As this court understands the determination under review, the ITA simply took TAISEL’s statement of inability to participate at face value:

Therefore, Commerce did not conduct an administrative review of Taisel’s SBTS entries in the United States and, accordingly, did not reach a conclusion with regard to Taisel’s canceled sales. Justifiably, Commerce could not instruct Customs with regard to those entries on an entry-by-entry basis * * *.
Generally, it is Commerce’s practice to “exclude verifiable sales that were canceled and re-exported.” * * * In this case, however, Tai-sel refused to respond to the questionnaire in the format required by Commerce * * *. As a consequence, Commerce never analyzed Taisel’s sales or verified Taisel’s claims that certain sales were canceled. Thus, Commerce was unable to instruct Customs to exclude from antidumping duties certain entries which allegedly covered cancelled sales.

• RECORDED INFORMATION:

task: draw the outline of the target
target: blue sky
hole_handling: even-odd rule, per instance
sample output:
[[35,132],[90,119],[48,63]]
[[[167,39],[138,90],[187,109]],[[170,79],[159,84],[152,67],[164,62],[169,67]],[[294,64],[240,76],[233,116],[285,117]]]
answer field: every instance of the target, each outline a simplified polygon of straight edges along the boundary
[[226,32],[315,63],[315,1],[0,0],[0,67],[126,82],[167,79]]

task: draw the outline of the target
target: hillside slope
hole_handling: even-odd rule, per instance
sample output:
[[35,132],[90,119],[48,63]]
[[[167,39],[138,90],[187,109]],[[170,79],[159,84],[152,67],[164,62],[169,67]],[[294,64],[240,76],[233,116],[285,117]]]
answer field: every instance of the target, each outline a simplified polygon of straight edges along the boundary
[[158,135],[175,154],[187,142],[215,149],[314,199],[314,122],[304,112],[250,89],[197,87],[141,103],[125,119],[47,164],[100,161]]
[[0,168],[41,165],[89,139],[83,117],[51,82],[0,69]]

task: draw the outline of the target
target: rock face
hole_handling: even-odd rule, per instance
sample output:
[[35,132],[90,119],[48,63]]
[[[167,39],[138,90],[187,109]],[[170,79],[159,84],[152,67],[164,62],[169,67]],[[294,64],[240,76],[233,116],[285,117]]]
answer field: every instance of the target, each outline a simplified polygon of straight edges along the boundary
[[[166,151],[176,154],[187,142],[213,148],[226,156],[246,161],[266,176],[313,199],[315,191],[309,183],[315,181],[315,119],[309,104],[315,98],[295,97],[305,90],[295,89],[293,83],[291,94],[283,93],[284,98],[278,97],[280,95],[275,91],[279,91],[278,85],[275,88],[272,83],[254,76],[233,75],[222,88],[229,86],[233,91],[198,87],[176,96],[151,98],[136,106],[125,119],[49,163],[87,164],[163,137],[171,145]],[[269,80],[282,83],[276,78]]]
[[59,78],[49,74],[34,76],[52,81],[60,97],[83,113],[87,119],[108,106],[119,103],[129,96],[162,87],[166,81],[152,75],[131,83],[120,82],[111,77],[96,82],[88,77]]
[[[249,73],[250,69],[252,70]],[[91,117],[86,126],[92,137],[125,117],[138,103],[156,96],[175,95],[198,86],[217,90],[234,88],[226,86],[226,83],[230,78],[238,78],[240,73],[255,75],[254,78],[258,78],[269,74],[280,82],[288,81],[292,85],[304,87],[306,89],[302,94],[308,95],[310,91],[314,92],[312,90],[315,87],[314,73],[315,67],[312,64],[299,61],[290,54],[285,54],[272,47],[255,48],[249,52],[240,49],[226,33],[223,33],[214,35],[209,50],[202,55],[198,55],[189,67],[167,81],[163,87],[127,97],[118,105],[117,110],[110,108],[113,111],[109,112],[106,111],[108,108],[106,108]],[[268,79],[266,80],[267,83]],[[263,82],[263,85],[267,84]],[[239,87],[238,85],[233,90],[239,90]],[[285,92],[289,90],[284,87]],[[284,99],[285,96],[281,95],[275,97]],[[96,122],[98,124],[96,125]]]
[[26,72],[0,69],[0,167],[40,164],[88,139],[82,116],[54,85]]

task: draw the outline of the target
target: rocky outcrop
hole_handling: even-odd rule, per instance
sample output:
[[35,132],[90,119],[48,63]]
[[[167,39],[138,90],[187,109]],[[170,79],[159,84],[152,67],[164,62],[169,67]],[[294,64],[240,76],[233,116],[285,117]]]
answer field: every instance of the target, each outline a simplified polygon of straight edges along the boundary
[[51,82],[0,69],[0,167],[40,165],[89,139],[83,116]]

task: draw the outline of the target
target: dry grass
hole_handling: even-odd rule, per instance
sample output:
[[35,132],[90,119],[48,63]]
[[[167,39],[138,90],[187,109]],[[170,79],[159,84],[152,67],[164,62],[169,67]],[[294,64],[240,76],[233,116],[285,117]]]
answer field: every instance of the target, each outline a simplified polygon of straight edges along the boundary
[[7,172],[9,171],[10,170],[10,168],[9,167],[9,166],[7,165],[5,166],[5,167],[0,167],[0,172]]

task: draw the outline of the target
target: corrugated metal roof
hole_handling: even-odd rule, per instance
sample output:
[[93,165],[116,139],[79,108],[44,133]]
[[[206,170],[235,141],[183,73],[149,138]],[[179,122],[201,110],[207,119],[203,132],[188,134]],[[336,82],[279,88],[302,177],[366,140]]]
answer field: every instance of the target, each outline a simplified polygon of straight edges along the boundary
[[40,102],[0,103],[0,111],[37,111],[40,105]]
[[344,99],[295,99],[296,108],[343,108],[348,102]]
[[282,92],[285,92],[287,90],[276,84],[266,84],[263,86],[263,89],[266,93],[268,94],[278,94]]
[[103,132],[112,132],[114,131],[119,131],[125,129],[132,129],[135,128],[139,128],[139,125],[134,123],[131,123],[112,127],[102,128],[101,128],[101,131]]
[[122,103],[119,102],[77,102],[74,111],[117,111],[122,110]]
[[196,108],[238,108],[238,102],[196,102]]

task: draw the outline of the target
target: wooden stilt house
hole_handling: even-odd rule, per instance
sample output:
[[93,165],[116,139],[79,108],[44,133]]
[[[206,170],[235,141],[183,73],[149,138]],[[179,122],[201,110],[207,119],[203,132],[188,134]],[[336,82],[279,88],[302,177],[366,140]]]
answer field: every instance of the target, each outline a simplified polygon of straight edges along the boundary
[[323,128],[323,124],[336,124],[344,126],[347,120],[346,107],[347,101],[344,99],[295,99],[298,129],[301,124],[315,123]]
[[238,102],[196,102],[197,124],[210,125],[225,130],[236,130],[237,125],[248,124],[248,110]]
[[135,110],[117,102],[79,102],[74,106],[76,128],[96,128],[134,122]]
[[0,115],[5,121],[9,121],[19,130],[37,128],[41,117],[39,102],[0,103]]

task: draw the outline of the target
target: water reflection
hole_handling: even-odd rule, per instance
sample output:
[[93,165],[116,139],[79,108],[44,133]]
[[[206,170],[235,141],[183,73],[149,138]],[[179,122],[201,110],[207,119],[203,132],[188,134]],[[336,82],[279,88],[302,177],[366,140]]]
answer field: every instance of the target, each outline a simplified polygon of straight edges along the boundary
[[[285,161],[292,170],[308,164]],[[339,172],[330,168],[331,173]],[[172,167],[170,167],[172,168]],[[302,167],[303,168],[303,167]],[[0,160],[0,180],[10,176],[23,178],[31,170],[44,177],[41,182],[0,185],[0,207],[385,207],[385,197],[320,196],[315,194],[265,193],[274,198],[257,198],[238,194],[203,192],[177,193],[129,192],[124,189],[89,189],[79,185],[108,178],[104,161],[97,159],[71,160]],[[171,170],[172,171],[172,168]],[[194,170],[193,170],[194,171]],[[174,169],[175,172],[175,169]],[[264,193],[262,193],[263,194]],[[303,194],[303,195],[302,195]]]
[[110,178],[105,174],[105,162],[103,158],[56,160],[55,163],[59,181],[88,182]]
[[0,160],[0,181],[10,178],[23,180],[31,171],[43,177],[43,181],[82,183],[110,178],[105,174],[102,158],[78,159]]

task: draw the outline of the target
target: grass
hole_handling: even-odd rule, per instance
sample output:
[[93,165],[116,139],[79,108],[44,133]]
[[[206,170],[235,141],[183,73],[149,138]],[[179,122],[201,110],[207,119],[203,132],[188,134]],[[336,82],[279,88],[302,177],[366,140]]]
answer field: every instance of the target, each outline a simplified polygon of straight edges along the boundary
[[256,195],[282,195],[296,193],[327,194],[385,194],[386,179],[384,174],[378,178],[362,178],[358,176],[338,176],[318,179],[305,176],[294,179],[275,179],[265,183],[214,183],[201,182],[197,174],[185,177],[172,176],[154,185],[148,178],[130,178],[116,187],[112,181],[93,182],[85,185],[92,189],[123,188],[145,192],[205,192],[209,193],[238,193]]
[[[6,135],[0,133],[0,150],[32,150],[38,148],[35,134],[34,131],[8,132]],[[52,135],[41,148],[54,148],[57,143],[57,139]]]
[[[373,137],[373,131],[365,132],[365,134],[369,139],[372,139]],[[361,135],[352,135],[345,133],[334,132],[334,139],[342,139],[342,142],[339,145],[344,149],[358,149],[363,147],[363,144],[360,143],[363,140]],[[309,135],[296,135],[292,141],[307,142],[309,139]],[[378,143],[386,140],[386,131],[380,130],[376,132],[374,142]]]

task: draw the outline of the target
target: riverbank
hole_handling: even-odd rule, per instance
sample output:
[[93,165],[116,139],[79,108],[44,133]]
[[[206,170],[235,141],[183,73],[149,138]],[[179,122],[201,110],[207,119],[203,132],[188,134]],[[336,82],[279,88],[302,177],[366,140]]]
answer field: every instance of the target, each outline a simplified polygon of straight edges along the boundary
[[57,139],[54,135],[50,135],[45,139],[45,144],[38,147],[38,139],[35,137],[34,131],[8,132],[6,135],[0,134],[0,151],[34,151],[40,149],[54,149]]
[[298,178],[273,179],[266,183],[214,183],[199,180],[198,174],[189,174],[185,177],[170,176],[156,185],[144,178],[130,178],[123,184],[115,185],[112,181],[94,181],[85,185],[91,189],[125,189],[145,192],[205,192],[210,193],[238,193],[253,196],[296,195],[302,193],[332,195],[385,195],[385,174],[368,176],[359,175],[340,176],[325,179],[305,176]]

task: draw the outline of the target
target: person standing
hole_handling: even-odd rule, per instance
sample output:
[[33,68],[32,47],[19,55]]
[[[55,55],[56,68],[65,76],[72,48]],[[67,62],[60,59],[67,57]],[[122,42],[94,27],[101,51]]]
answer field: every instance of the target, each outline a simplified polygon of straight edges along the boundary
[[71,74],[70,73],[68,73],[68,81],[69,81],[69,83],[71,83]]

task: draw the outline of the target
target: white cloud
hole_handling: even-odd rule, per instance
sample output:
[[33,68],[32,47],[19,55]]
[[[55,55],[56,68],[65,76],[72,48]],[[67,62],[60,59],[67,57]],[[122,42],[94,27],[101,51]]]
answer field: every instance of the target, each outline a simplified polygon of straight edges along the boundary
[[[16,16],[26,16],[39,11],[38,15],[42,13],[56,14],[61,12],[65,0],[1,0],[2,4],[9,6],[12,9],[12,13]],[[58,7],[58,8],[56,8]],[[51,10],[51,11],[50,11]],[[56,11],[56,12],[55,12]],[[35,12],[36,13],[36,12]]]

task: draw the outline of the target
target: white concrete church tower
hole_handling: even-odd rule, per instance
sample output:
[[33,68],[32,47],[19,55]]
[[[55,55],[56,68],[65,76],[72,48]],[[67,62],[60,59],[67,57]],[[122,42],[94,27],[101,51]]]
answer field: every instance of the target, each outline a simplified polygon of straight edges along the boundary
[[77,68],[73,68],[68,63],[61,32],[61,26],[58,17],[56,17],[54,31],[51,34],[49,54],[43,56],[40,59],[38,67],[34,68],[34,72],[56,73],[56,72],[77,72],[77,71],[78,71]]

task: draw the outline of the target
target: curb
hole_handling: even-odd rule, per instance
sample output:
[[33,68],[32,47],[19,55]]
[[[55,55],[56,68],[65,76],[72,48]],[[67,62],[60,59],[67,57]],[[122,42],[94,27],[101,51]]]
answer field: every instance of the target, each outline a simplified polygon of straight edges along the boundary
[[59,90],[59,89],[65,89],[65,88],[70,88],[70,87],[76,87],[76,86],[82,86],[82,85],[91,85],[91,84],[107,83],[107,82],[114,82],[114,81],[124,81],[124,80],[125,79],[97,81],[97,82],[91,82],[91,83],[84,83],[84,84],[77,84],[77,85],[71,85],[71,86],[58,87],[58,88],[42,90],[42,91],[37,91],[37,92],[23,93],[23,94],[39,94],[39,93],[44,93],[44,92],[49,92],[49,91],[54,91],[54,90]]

• TASKS FOR THIS EXERCISE:
a: List every agency or company named in the Taisel excerpt above.
b: Please rewrite the paragraph of the Taisel excerpt that begins "Generally, it is Commerce's practice" as a short bulleted list, keeping its main facts.
c: According to the Taisel excerpt, why was Commerce unable to instruct Customs to exclude the allegedly canceled sales from antidumping duties? Answer in one to three sentences.

• LIST OF SOLUTIONS:
a:
- ITA
- Taisel (also written TAISEL)
- Commerce
- Customs

b:
- Commerce's usual practice is to "exclude verifiable sales that were canceled and re-exported."
- In this case, Taisel refused to answer the questionnaire in the format Commerce required.
- As a result, Commerce never analyzed Taisel's sales or verified its claims that certain sales were canceled.
- Commerce therefore could not instruct Customs to exclude from antidumping duties the entries said to cover canceled sales.

c: Taisel refused to respond to Commerce's questionnaire in the required format. Because of this, Commerce never analyzed Taisel's sales or verified its claims that certain sales were canceled, so it had no basis to tell Customs to exclude those entries.